**Texto de referência:**
É notório que, nas últimas décadas, a Endocrinologia tem sido agraciada por inúmeras evoluções tecnológicas, principalmente no desenvolvimento de fármacos com alta potência para o controle do peso e, consequentemente, melhorando diversos parâmetros metabólicos, cardiovasculares, inflamatórios, renais, hepáticos, dentre outros.
Dito isso, enormes desafios têm sido impostos a nós, formadores de opinião e divulgadores da boa prática clínica, de forma ética e compreensível tanto para os colegas de profissão quanto para a sociedade civil.
Tem nos preocupado a crescente autoprescrição e a ausência da necessidade de receituário médico retido no que concerne aos análogos do receptor de GLP-1, com ênfase na semaglutida, gerando consequências gravíssimas à saúde pública no Brasil, a citar:
1. Muitos efeitos colaterais por uso abusivo em altas doses, sem qualquer tipo de orientação médica especializada.
2. O uso meramente recreativo dessas medicações por indivíduos que não possuem indicação clínica prevista em bula, aumentando os riscos de efeitos colaterais e maximizando a chance de desabastecimento nas farmácias para aqueles pacientes que realmente se beneficiariam dos análogos de GLP-1.
3. Indivíduos com baixo peso e transtornos alimentares graves, como anorexia nervosa, utilizando principalmente semaglutida, aumentando muito os riscos de desnutrição e internações hospitalares.
4. A falta de orientação médica para suspensão dessas medicações em casos de procedimentos anestésicos com necessidade de sedação, conforme recente orientação das diversas sociedades de anestesiologia por todo o mundo, aumentando o risco de broncoaspiração, uma vez que, sem orientação clínica, muitas vezes pode haver omissão por parte do paciente, já que este tende a desconhecer suas possíveis complicações.

**Trechos de dados:**

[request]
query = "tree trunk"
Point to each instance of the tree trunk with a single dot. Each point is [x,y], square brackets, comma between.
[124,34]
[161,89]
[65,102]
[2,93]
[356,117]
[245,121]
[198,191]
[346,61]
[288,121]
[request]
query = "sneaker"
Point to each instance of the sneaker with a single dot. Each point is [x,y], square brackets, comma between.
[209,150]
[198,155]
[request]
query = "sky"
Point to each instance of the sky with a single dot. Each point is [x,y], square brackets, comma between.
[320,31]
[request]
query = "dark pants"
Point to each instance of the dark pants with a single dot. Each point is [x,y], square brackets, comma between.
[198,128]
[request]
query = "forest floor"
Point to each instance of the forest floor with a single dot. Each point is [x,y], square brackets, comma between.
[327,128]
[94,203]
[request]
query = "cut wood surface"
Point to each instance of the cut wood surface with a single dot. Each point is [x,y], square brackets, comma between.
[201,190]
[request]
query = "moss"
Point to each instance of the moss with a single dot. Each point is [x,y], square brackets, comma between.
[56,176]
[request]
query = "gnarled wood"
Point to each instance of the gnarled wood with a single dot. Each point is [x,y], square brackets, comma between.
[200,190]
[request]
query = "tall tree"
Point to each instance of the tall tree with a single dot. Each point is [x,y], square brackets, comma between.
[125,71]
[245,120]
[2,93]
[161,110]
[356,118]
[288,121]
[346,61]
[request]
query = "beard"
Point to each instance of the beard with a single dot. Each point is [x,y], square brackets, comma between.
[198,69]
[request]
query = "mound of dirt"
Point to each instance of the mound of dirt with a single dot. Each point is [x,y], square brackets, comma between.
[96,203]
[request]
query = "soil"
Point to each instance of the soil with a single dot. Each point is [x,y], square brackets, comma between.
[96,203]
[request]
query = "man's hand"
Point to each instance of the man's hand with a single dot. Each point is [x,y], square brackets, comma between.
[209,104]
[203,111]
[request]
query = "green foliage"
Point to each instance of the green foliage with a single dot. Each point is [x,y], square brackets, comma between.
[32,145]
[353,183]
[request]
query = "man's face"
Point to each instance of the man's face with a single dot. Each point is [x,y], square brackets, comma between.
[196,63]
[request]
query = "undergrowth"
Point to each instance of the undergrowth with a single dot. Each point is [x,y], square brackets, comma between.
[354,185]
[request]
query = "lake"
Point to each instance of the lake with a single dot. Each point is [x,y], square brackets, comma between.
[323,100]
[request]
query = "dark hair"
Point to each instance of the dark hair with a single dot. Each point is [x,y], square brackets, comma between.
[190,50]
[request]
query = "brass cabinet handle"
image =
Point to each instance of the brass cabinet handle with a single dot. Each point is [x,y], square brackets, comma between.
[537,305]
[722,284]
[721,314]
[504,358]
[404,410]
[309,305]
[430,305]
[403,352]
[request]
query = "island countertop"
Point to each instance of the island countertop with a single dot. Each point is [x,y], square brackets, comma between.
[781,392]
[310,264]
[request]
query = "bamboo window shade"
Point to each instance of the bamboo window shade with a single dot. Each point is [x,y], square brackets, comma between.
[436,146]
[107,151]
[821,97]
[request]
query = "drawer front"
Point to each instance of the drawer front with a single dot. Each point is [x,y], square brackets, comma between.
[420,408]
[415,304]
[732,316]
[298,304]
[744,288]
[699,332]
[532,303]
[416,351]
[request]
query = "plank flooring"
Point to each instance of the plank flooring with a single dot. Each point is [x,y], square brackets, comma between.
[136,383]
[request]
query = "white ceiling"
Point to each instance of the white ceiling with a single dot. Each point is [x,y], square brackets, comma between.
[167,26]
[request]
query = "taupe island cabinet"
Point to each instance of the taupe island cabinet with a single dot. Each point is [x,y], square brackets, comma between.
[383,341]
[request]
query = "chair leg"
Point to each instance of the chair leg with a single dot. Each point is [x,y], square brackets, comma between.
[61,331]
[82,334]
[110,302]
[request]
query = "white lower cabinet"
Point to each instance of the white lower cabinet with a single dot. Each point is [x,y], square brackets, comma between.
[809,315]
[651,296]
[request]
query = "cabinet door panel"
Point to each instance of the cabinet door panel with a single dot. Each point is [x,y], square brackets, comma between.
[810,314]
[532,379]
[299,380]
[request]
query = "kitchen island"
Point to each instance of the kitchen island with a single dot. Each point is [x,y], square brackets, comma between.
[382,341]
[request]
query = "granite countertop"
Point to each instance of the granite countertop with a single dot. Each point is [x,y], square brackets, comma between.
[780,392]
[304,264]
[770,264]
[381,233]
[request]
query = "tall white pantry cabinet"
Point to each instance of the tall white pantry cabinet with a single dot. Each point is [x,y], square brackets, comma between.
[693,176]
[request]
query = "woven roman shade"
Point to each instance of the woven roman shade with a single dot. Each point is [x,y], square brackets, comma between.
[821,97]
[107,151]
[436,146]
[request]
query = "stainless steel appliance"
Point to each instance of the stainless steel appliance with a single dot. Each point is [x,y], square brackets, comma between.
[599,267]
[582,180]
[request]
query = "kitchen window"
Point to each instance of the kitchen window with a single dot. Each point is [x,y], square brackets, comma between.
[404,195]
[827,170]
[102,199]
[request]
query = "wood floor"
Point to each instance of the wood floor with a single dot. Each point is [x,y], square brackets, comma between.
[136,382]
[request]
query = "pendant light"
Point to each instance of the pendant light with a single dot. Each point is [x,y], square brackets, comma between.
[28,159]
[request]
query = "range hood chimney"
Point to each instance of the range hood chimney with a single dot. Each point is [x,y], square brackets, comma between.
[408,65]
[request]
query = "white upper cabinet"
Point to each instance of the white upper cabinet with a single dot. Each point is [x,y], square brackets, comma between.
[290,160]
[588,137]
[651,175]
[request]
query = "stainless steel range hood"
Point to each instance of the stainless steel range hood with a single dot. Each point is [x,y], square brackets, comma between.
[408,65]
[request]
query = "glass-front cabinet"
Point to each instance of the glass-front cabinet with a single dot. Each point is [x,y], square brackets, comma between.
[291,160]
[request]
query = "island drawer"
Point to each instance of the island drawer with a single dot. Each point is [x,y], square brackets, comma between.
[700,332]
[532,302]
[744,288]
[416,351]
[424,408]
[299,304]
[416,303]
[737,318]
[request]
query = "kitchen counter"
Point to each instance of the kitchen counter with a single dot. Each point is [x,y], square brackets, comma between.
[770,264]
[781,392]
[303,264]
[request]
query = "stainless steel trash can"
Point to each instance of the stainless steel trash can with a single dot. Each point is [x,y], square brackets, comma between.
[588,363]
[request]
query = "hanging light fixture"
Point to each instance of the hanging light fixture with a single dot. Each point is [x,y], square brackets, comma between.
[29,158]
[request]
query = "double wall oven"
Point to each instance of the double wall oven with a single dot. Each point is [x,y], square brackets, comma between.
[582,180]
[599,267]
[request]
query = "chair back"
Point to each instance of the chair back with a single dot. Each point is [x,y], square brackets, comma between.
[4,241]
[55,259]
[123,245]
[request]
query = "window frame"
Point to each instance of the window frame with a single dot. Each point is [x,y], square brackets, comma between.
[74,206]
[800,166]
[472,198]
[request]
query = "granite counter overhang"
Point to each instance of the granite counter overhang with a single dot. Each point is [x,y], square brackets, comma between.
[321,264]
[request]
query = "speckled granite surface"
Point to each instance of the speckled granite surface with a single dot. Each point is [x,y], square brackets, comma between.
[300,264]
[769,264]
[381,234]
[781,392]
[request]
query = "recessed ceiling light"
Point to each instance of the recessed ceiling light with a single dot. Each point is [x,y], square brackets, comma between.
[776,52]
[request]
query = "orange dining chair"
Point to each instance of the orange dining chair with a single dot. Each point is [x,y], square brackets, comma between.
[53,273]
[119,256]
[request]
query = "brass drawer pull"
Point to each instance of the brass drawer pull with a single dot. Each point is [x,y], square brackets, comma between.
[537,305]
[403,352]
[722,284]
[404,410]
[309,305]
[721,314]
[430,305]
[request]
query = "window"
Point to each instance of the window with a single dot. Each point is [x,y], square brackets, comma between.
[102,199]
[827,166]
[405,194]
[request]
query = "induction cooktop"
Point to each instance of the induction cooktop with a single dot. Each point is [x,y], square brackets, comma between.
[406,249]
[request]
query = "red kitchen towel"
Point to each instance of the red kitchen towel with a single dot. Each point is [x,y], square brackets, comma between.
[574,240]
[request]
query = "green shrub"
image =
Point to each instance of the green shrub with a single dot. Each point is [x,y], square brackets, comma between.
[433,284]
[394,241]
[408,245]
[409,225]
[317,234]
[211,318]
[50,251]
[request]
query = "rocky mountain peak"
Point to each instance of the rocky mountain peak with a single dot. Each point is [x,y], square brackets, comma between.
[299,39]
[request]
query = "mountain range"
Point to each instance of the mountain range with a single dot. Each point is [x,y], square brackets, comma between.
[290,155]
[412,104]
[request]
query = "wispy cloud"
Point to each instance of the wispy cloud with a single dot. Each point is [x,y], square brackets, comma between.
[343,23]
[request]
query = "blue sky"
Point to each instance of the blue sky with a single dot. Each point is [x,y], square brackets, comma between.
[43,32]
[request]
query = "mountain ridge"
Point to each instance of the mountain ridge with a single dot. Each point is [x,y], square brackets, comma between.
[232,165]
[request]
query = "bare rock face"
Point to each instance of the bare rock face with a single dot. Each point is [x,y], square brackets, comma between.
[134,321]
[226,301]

---

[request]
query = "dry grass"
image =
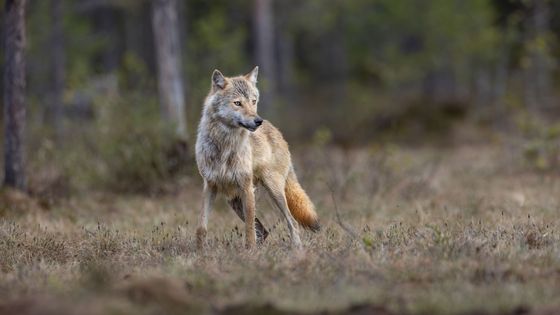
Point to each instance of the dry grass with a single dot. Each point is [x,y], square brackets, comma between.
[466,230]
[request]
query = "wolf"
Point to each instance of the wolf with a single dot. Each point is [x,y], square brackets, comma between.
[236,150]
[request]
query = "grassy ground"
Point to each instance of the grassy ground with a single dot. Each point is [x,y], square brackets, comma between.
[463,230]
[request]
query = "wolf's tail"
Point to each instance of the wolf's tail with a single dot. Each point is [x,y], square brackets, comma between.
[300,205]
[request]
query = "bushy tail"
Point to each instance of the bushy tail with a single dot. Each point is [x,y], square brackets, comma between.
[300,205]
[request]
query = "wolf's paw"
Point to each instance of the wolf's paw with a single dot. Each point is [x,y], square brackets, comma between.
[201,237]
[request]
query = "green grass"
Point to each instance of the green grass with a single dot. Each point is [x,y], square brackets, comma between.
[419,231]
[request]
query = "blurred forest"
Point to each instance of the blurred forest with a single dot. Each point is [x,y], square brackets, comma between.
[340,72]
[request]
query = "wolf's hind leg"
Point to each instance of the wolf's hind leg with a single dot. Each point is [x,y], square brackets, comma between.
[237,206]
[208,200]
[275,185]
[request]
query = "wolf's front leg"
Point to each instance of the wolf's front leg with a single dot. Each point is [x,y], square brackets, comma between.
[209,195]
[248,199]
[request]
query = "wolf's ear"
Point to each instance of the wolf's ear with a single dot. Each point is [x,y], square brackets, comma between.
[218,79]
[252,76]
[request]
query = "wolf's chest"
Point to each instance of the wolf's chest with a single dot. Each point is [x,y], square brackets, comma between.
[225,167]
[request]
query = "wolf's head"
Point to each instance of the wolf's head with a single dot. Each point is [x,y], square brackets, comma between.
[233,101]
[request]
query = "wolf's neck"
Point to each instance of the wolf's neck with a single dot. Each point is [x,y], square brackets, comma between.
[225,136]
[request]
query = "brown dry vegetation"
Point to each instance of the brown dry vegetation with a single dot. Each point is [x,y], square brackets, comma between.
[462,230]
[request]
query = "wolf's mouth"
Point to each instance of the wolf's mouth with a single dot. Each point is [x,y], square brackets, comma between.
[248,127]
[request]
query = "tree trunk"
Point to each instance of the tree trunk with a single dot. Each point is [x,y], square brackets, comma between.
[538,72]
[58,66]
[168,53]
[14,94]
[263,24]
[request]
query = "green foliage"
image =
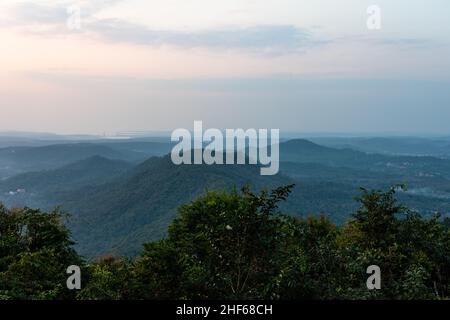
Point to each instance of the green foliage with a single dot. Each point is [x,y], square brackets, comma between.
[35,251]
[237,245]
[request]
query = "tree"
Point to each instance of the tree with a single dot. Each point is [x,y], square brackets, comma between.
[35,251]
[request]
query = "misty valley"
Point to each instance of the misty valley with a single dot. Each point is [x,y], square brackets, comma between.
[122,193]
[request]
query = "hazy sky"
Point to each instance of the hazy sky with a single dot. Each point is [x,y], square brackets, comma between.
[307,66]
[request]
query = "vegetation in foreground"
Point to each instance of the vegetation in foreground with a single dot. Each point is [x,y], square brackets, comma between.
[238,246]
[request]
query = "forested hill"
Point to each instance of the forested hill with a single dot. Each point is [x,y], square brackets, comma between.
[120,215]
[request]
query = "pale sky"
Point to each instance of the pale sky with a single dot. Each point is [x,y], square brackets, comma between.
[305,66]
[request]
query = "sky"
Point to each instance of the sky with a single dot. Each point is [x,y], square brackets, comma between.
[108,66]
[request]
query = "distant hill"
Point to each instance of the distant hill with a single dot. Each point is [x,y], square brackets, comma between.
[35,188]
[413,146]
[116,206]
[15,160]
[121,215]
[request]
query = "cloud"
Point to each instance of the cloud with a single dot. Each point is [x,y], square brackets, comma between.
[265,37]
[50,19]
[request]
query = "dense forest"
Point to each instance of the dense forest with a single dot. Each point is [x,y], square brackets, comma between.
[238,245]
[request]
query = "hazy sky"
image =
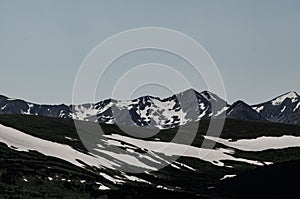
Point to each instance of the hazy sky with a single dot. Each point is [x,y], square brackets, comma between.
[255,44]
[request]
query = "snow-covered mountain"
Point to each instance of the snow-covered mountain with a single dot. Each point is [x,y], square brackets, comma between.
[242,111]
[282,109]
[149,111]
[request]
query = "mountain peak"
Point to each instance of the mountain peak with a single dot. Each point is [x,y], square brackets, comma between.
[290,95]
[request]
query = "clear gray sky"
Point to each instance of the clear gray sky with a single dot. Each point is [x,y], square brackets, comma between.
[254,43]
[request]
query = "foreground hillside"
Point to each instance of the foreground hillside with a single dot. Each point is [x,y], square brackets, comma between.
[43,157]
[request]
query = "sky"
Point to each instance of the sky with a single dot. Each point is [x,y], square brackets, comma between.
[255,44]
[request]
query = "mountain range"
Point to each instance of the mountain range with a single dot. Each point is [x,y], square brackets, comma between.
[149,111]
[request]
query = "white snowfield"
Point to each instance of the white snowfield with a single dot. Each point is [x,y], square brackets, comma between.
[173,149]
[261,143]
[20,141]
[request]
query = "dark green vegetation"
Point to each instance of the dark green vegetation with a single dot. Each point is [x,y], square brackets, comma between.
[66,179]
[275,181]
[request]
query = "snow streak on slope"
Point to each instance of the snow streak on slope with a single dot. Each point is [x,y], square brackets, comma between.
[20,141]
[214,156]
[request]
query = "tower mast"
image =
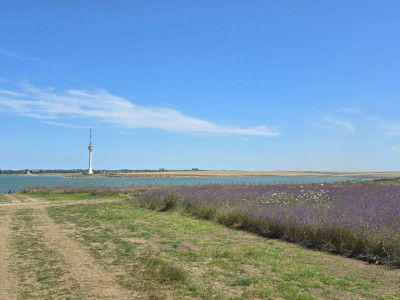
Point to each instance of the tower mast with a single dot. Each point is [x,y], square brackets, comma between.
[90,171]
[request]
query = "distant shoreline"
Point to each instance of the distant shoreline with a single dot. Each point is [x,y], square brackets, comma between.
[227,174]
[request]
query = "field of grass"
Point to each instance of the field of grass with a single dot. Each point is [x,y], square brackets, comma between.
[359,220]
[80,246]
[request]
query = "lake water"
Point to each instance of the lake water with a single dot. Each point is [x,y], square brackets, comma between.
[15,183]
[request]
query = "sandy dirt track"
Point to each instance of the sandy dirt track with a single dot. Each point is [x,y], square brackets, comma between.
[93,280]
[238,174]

**Tarefa proposta:**
Transcreva, do texto sobre os análogos de GLP-1, o trecho que começa pelas palavras "É notório que, nas" e termina em "a sociedade civil.".

**Resposta da tarefa:**
É notório que, nas últimas décadas, a Endocrinologia tem sido agraciada por inúmeras evoluções tecnológicas, principalmente no desenvolvimento de fármacos com alta potência para o controle do peso e, consequentemente, melhorando diversos parâmetros metabólicos, cardiovasculares, inflamatórios, renais, hepáticos, dentre outros.
Dito isso, enormes desafios têm sido impostos a nós, formadores de opinião e divulgadores da boa prática clínica, de forma ética e compreensível tanto para os colegas de profissão quanto para a sociedade civil.